=== Provided information ===

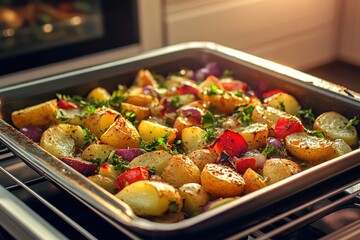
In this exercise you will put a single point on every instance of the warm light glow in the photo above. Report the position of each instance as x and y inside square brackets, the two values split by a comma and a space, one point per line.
[8, 32]
[47, 28]
[75, 20]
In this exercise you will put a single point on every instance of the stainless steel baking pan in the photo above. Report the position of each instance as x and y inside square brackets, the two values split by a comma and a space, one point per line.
[311, 92]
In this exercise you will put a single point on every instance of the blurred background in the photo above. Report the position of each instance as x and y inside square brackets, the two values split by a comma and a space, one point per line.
[39, 38]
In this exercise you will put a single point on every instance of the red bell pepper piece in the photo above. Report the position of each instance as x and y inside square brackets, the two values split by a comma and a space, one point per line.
[66, 105]
[285, 126]
[132, 175]
[230, 142]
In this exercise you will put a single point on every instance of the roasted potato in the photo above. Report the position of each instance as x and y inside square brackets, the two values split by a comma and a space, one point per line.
[277, 169]
[195, 198]
[58, 142]
[284, 102]
[192, 138]
[180, 170]
[201, 157]
[99, 121]
[41, 115]
[156, 159]
[334, 126]
[151, 198]
[308, 148]
[121, 134]
[221, 181]
[148, 130]
[253, 181]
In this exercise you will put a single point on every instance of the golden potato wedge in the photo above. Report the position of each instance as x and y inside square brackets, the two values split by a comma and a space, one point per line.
[192, 138]
[41, 115]
[180, 170]
[98, 94]
[148, 130]
[109, 184]
[75, 132]
[140, 111]
[57, 141]
[201, 157]
[151, 198]
[284, 102]
[333, 126]
[99, 121]
[195, 198]
[277, 169]
[255, 135]
[156, 159]
[253, 181]
[121, 134]
[339, 147]
[97, 151]
[308, 148]
[222, 181]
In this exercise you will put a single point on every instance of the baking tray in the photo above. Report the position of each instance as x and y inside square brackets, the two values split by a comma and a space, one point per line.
[312, 92]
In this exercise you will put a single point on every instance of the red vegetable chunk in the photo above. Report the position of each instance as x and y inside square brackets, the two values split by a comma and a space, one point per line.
[230, 142]
[287, 126]
[131, 176]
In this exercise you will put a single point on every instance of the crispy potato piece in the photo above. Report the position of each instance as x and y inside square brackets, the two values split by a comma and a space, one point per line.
[201, 157]
[180, 170]
[140, 111]
[98, 94]
[333, 126]
[156, 159]
[192, 138]
[121, 134]
[253, 181]
[58, 142]
[284, 102]
[151, 198]
[97, 151]
[99, 121]
[255, 135]
[41, 115]
[195, 198]
[308, 148]
[149, 129]
[221, 181]
[277, 169]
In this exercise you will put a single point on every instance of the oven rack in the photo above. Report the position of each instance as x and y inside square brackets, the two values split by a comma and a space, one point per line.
[300, 218]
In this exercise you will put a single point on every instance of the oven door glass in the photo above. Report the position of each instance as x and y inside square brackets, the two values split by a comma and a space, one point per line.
[38, 32]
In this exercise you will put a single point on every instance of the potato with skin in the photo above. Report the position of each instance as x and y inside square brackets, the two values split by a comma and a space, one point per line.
[255, 135]
[156, 159]
[99, 121]
[284, 102]
[148, 130]
[192, 138]
[253, 181]
[277, 169]
[222, 181]
[58, 142]
[308, 148]
[97, 151]
[151, 198]
[41, 115]
[195, 198]
[180, 170]
[201, 157]
[334, 126]
[121, 134]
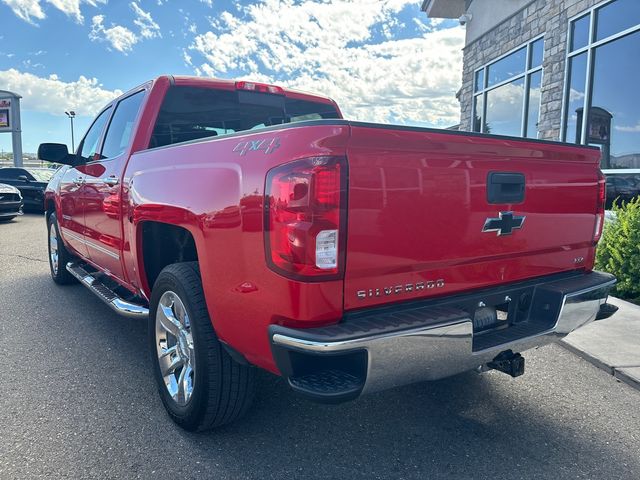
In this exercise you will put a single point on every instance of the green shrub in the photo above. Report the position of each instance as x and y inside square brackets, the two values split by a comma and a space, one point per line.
[619, 250]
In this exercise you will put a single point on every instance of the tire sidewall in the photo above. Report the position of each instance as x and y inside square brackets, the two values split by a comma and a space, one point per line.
[52, 222]
[190, 414]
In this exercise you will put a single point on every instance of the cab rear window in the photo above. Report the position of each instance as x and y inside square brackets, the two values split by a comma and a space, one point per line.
[190, 113]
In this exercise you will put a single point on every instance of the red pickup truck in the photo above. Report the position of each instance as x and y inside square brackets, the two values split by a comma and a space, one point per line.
[253, 226]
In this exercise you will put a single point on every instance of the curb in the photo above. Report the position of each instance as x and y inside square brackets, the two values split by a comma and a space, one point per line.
[595, 361]
[621, 372]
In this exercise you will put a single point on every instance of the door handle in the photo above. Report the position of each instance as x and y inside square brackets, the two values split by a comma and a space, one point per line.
[112, 180]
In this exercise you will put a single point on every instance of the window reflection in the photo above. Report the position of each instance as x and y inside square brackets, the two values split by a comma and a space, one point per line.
[504, 109]
[478, 108]
[575, 100]
[537, 52]
[616, 17]
[535, 84]
[508, 67]
[615, 90]
[580, 32]
[479, 81]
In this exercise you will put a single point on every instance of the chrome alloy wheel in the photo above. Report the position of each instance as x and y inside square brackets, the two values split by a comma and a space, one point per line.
[174, 346]
[53, 248]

===

• _Brief_
Without including any picture, retype the entries exactly.

• _Written answer_
In this exercise you will put a single point on every instance of the warm light glow in the photo above. Report the position of each instance as x and y inside square brackets, the two values split by a comma and a space, one point per line.
[8, 32]
[47, 28]
[75, 20]
In this exercise you will put a single point on every instance of the stainless steel baking pan in the photo above. Report the position of each instance as x and y inside square brackets, the two values split by a comma and a space, one point per line.
[311, 92]
In this exercise you will put a single point on every instance of the blurred background in the photo above. Report the position of each instance as x and y inside square brackets, the two values split by a comma and a space, one point per line.
[39, 38]
In this exercise you will put a single point on every instance of the red bell pepper piece in the photo above. Report the position of each instance as x and y inside square brackets, the two values split by a comma and a space, one point per line.
[66, 105]
[285, 126]
[132, 175]
[230, 142]
In this exercise you will put a single point on every instance of the roasted potato in the photo above. Report the position of each instance as x and y inside square brackets, the two values split by a comma and a space, one point per line.
[277, 169]
[195, 198]
[58, 142]
[284, 102]
[192, 138]
[180, 170]
[201, 157]
[99, 121]
[41, 115]
[156, 159]
[334, 126]
[151, 198]
[308, 148]
[121, 134]
[221, 181]
[148, 130]
[253, 181]
In this exercise you will put a single point on every instance of the golden potato wedge in the photo above. Report the position of each instance as x and y inside square brackets, the two values split by a comma and a space, one point per line.
[192, 138]
[41, 115]
[180, 170]
[98, 94]
[148, 130]
[109, 184]
[75, 132]
[140, 111]
[57, 141]
[201, 157]
[151, 198]
[284, 102]
[333, 126]
[99, 121]
[195, 198]
[277, 169]
[255, 135]
[156, 159]
[253, 181]
[121, 134]
[339, 147]
[97, 151]
[308, 148]
[222, 181]
In this exercise you will put a single point on every instance of the baking tray in the photo above. Report the position of each instance as x and y inside square brackets, the two values split by a comma and a space, one point per line.
[312, 92]
In this exercise you will put a single point on every instance of the red vegetable chunk in the photo above. Report the position of each instance as x and y inside square brackets, the two values split by a comma and a space, one point per line.
[230, 142]
[287, 126]
[131, 176]
In this exercise you will put a single point on every instance of the crispy potato piece in the photo above. Report the position of each instance as x and y inside square brackets, the two values split by a comma and a space, one point per line.
[201, 157]
[180, 170]
[140, 111]
[98, 94]
[333, 126]
[156, 159]
[192, 138]
[121, 134]
[253, 181]
[58, 142]
[284, 102]
[151, 198]
[97, 151]
[99, 121]
[255, 135]
[41, 115]
[195, 198]
[308, 148]
[149, 129]
[221, 181]
[277, 169]
In this exercise you will put a single point on every instance of the oven rack in the photo above. Report the position of each instance as x and y inside square brackets, the two values split by a comma and a space, one point per line.
[300, 218]
In this exercise you will put a single point on every instance of the oven door glass in the photo above. Report the position of each instance as x and y inside square brackets, the two values split by a comma and a space, one point per line.
[38, 32]
In this exercise you will put a single point on every instance of the potato with skin in the photo above. Report the position of each instance as x and y inside square brackets, the two values split by a comma and a space, one point per line.
[255, 135]
[156, 159]
[99, 121]
[284, 102]
[148, 130]
[192, 138]
[253, 181]
[277, 169]
[222, 181]
[58, 142]
[308, 148]
[97, 151]
[151, 198]
[41, 115]
[195, 198]
[180, 170]
[201, 157]
[334, 126]
[121, 134]
In this exercise you will put a single point on every instance of the green shrub in the photo above. Report the position of each instance as x and y inside square brackets, the two values split by a comma and a space, one point per line.
[619, 250]
In this exercise you will put a single point on every instance of the tire sidewall in the photo above. Report the position of each instance as x and y inside square brackets, the two values split by a comma and a space, one point per line.
[52, 222]
[190, 414]
In this exercise you will put a single point on every instance of the cab rear window in the photo above. Report the position of each instance as x and y inside square brackets, the two values split by a comma and a space, one point per line.
[190, 113]
In this exercise you will put a single point on every instance of the red pickup truck in the photo above. Report the position of each instance as x and y inside square brackets, the two values split by a comma and a space, one point per line.
[253, 226]
In this exercise you will put a single point on every instance of the curb in the photo above. Report the position of each instance as x and y inside square brackets, the two values split by a comma and a space, one point per line.
[595, 361]
[621, 372]
In this exercise you will put a single point on every instance of the door handle in the photo above. Report the position of each instance as x and y inside square brackets, the two values split by a comma and a space, one point per line.
[112, 180]
In this exercise you will put a single point on every instance of the window reflection in the photo above. Report the position of each instance as x and y inside square brackets, the two values split by a comma and a space, one point per line.
[504, 109]
[478, 108]
[575, 100]
[537, 52]
[616, 17]
[535, 84]
[508, 67]
[615, 90]
[580, 32]
[479, 81]
In this exercise you will put a single point on every instance of the chrome alloy wheel in the photo above. Report the position of each instance as x and y inside square brackets, the two values split by a comma and a space, one point per line.
[174, 346]
[53, 248]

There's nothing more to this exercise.